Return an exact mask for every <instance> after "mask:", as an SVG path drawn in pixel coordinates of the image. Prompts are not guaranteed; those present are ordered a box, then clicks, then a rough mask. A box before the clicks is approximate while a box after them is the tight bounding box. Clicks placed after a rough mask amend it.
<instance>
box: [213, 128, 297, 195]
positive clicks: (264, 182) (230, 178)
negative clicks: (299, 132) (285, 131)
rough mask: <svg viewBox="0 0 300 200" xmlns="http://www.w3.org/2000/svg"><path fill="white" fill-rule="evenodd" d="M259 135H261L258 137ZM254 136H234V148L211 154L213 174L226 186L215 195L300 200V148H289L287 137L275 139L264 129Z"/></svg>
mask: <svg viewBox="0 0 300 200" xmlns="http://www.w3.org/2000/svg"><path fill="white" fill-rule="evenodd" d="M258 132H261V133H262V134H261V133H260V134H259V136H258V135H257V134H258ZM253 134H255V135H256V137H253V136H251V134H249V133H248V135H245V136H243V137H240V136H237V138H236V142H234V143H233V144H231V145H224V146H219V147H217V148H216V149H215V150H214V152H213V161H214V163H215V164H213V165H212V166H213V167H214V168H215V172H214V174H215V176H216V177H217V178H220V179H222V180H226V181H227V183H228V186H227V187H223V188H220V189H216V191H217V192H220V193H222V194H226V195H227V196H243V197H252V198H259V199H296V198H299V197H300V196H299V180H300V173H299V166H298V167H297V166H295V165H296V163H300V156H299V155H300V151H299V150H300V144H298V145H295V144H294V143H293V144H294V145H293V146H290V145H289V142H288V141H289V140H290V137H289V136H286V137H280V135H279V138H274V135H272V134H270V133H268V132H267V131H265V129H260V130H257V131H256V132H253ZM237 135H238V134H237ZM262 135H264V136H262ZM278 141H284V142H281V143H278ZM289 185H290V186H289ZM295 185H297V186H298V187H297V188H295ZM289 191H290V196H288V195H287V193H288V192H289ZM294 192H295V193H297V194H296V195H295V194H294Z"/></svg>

____________________

## WHAT IS BEING ASKED
Rewrite all the items above with every "rough mask" changed to "coarse mask", leaving everything else unchanged.

## SOLVED EXERCISE
Return an exact mask for every <instance> after "mask:", as an SVG path drawn in pixel coordinates of the image. Prompts are not guaranteed; those present are ordered a box, then clicks, then a coarse mask. A box before the clicks is approximate while a box after them is the tight bounding box. Clicks placed after a coarse mask amend it.
<instance>
box: [213, 128, 297, 195]
positive clicks: (264, 182) (230, 178)
negative clicks: (299, 132) (285, 131)
coarse mask: <svg viewBox="0 0 300 200" xmlns="http://www.w3.org/2000/svg"><path fill="white" fill-rule="evenodd" d="M259 135H261L258 137ZM254 136H234V148L211 154L213 174L226 186L215 195L300 200V148H289L287 137L275 139L264 129Z"/></svg>
mask: <svg viewBox="0 0 300 200" xmlns="http://www.w3.org/2000/svg"><path fill="white" fill-rule="evenodd" d="M258 132H261V133H262V134H261V133H260V134H259V136H258V135H257V134H258ZM253 134H255V135H256V137H253V136H251V134H249V133H248V135H245V136H243V137H240V136H237V138H236V142H234V143H233V144H231V145H224V146H219V147H217V148H216V149H215V150H214V152H213V161H214V163H215V164H213V165H212V166H213V167H214V168H215V172H214V174H215V176H216V177H217V178H220V179H222V180H226V181H227V183H228V186H227V187H223V188H220V189H216V191H217V192H220V193H222V194H226V195H227V196H243V197H252V198H259V199H296V198H299V197H300V196H299V180H300V173H299V166H298V167H297V166H295V165H296V163H300V156H299V155H300V151H299V150H300V144H298V145H295V144H294V143H293V144H294V145H293V146H290V145H289V142H288V141H289V140H290V137H289V136H286V137H280V135H279V138H274V135H272V134H270V133H268V132H267V131H265V129H260V130H257V131H256V132H253ZM237 135H238V134H237ZM262 135H264V136H262ZM278 141H284V142H281V143H278ZM289 185H290V186H289ZM295 185H297V186H298V187H297V188H295ZM289 191H290V196H288V195H287V193H288V192H289ZM294 192H295V193H297V194H296V195H295V194H294Z"/></svg>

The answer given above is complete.